> _Extracted material_:
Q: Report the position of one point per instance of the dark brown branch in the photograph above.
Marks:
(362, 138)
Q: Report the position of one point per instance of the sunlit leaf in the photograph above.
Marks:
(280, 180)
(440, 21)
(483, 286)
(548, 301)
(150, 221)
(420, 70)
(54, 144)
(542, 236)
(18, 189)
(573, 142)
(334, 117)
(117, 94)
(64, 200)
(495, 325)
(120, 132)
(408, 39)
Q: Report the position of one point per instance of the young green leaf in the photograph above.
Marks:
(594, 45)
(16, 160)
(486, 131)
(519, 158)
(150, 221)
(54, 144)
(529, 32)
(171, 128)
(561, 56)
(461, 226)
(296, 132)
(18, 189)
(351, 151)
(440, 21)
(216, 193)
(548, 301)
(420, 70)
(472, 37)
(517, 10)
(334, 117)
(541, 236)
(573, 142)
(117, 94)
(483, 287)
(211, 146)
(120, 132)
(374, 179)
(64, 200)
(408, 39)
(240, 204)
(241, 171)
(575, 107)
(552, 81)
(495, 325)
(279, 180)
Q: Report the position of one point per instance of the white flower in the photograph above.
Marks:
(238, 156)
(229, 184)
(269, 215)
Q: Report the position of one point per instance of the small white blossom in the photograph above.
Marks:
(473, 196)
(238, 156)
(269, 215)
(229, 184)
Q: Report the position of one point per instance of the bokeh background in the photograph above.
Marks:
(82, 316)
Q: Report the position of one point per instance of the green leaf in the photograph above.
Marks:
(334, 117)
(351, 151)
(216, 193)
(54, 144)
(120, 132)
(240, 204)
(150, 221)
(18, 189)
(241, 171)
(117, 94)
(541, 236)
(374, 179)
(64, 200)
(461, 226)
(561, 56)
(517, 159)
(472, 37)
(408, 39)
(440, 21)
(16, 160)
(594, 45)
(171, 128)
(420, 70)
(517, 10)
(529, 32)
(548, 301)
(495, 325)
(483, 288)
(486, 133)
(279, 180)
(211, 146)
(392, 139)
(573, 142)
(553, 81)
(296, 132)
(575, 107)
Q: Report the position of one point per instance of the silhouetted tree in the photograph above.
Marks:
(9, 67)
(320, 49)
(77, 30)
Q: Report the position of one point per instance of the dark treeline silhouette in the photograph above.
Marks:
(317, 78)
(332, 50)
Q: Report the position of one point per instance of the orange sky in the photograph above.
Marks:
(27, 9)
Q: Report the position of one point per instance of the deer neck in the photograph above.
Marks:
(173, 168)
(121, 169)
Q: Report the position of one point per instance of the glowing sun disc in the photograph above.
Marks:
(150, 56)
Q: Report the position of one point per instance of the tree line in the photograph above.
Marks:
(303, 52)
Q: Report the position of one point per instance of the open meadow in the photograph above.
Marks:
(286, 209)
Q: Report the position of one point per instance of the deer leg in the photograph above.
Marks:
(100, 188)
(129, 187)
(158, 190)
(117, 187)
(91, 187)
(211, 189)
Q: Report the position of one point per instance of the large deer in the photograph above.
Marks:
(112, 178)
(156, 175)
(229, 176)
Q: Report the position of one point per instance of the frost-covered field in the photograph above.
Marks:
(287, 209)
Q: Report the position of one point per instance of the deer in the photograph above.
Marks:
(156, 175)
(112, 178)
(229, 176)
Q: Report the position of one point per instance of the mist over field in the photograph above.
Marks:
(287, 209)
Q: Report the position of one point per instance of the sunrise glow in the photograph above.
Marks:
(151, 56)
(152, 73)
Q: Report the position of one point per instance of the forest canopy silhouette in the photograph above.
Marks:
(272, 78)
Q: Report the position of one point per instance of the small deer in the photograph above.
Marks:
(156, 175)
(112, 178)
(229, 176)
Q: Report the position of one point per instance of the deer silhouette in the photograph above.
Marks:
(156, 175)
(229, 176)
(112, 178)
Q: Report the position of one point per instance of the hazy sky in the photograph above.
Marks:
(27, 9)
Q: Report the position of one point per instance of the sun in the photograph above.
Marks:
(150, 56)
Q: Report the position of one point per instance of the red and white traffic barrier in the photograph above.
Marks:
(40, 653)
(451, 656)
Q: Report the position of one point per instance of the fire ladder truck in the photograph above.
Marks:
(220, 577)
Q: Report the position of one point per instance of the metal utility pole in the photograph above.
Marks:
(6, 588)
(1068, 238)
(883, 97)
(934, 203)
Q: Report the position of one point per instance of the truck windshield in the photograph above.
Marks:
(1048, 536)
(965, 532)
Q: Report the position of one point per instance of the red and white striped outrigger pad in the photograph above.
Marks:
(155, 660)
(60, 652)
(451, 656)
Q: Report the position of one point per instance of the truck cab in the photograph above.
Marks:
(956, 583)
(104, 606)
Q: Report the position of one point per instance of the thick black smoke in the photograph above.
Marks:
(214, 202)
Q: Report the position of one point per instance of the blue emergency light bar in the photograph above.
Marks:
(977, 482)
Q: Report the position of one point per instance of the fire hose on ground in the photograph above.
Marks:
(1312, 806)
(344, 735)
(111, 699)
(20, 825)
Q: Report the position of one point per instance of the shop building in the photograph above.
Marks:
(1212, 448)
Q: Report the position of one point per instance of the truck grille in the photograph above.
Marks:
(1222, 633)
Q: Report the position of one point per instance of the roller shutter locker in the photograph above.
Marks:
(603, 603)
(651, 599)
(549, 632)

> _What to work on_: Format every line of the material above as a JSON list of strings, one string per line, leaving out any blank lines.

> _Full answer_:
[
  "Q: Report the position of one point per instance of the dark brown branch in the photograph above.",
  "Marks:",
  "(362, 138)",
  "Q: Report the position of one point per instance of the sunlit leaf in the photograph above.",
  "Marks:",
  "(280, 180)",
  "(440, 21)",
  "(483, 286)",
  "(548, 301)",
  "(150, 221)",
  "(420, 70)",
  "(54, 144)",
  "(542, 236)",
  "(18, 189)",
  "(573, 142)",
  "(334, 117)",
  "(117, 94)",
  "(64, 200)",
  "(495, 325)",
  "(120, 132)",
  "(408, 39)",
  "Q: Report the position of one point per instance of the young green leaf in the photograph above.",
  "Marks:",
  "(594, 45)",
  "(16, 160)",
  "(486, 131)",
  "(519, 158)",
  "(150, 221)",
  "(54, 144)",
  "(529, 32)",
  "(171, 128)",
  "(561, 56)",
  "(461, 226)",
  "(296, 132)",
  "(18, 189)",
  "(351, 151)",
  "(440, 21)",
  "(216, 193)",
  "(548, 301)",
  "(420, 70)",
  "(472, 37)",
  "(517, 10)",
  "(334, 117)",
  "(541, 236)",
  "(573, 142)",
  "(117, 94)",
  "(483, 287)",
  "(211, 146)",
  "(120, 132)",
  "(374, 179)",
  "(64, 200)",
  "(408, 39)",
  "(240, 204)",
  "(241, 171)",
  "(575, 107)",
  "(552, 81)",
  "(495, 325)",
  "(279, 180)",
  "Q: Report the position of one point per instance of the white flower in the photograph above.",
  "Marks:",
  "(238, 156)",
  "(229, 184)",
  "(269, 215)",
  "Q: Report the position of one point per instance of the small white blossom in the photograph above.",
  "Marks:",
  "(473, 196)",
  "(238, 156)",
  "(269, 215)",
  "(229, 184)",
  "Q: Report the position of one point per instance of the bokeh background in the photograph above.",
  "Marks:",
  "(82, 316)",
  "Q: Report the position of one point per instance of the green leaf in the photograph above.",
  "Marks:",
  "(334, 117)",
  "(351, 151)",
  "(216, 193)",
  "(54, 144)",
  "(120, 132)",
  "(240, 204)",
  "(150, 221)",
  "(18, 189)",
  "(241, 171)",
  "(117, 94)",
  "(541, 236)",
  "(374, 179)",
  "(64, 200)",
  "(461, 226)",
  "(561, 56)",
  "(517, 159)",
  "(472, 37)",
  "(408, 39)",
  "(440, 21)",
  "(16, 160)",
  "(594, 45)",
  "(171, 128)",
  "(420, 70)",
  "(517, 10)",
  "(529, 32)",
  "(548, 301)",
  "(495, 325)",
  "(483, 288)",
  "(486, 133)",
  "(279, 180)",
  "(211, 146)",
  "(392, 139)",
  "(573, 142)",
  "(553, 81)",
  "(296, 132)",
  "(575, 107)",
  "Q: Report the position of one point per instance of the silhouetted tree in the photograph above.",
  "Marks:",
  "(9, 67)",
  "(320, 49)",
  "(77, 30)",
  "Q: Report the position of one point per instance of the dark treeline silhouette in the photograph above.",
  "Marks:",
  "(317, 78)",
  "(332, 50)",
  "Q: Report the position of one point per instance of the orange sky in the photograph above.",
  "Marks:",
  "(27, 9)",
  "Q: Report the position of one point per instance of the deer neck in the photograph above.",
  "Marks:",
  "(173, 168)",
  "(121, 169)",
  "Q: Report the position of one point per instance of the glowing sun disc in the photograph above.",
  "Marks:",
  "(150, 56)",
  "Q: Report the position of one point per instance of the tree line in the photograph above.",
  "Marks:",
  "(303, 52)",
  "Q: Report the position of one point per instance of the open meadow in the photograph above.",
  "Marks:",
  "(286, 209)",
  "Q: Report the position of one point per instance of the deer leg in the photograph above.",
  "Marks:",
  "(100, 188)",
  "(129, 187)",
  "(158, 190)",
  "(117, 187)",
  "(91, 187)",
  "(211, 189)",
  "Q: Report the position of one point per instance of the large deer in the photograph above.",
  "Marks:",
  "(112, 178)",
  "(156, 175)",
  "(229, 176)",
  "Q: Report the position of one point per instance of the frost-covered field in the photograph above.",
  "Marks:",
  "(287, 209)",
  "Q: Report the position of one point per instance of the deer in the photograph above.",
  "Marks:",
  "(156, 175)",
  "(112, 178)",
  "(229, 176)",
  "Q: Report the position of one point per instance of the mist over field in the photograph above.",
  "Marks:",
  "(287, 209)",
  "Q: Report the position of one point per instance of the sunrise glow in the photograph above.",
  "Marks:",
  "(151, 56)",
  "(152, 73)",
  "Q: Report the position of one point per instance of the forest canopy silhouette in the photograph above.",
  "Marks:",
  "(272, 78)",
  "Q: Report the position of one point per instance of the small deer in the photograph above.",
  "Marks:",
  "(156, 175)",
  "(112, 178)",
  "(229, 176)",
  "Q: Report the position of one point per instance of the deer silhouette in the photograph above.",
  "Marks:",
  "(156, 175)",
  "(229, 176)",
  "(112, 178)",
  "Q: Report the position of one point per instance of the hazy sky in the photograph above.",
  "Marks:",
  "(27, 9)",
  "Q: Report the position of one point per instance of the sun in the photograph above.",
  "Marks:",
  "(150, 56)",
  "Q: Report the position of one point per instance of the red and white traffic barrier in the photograph above.",
  "Marks:",
  "(40, 653)",
  "(451, 656)",
  "Q: Report the position of one point per instance of the fire ladder truck in the photograph above.",
  "Marks:",
  "(220, 577)",
  "Q: Report the position of one point per instance of the metal utility pole in the photograph above.",
  "Marks:",
  "(6, 588)",
  "(1068, 238)",
  "(883, 97)",
  "(934, 203)",
  "Q: Report the position of one point per instance of the truck windshield in the photograph above.",
  "Marks:",
  "(1048, 536)",
  "(965, 532)",
  "Q: Report the position of one point per instance of the red and white striped outrigger pad in the photograph above.",
  "Marks:",
  "(155, 660)",
  "(60, 652)",
  "(451, 656)",
  "Q: Report the position of one point per instance of the truck cab in the photograph above.",
  "Marks:",
  "(956, 583)",
  "(104, 606)",
  "Q: Report the position of one point per instance of the thick black smoke in the photograph above.",
  "Marks:",
  "(214, 202)",
  "Q: Report the position of one point per instance of the blue emergency light bar in the photograph above.",
  "Marks:",
  "(977, 482)",
  "Q: Report the position of one point per instance of the fire hose on ground in the photograph above.",
  "Marks:",
  "(1312, 806)",
  "(344, 735)",
  "(111, 699)",
  "(20, 825)",
  "Q: Report the position of one point per instance of the shop building in the photograph above.",
  "Marks:",
  "(1212, 448)",
  "Q: Report the position of one point per instance of the truck grille in the photograph above.",
  "Marks:",
  "(1222, 633)",
  "Q: Report the position of one point per instance of the roller shutter locker in the photograph above.",
  "Marks:",
  "(603, 603)",
  "(651, 599)",
  "(549, 632)"
]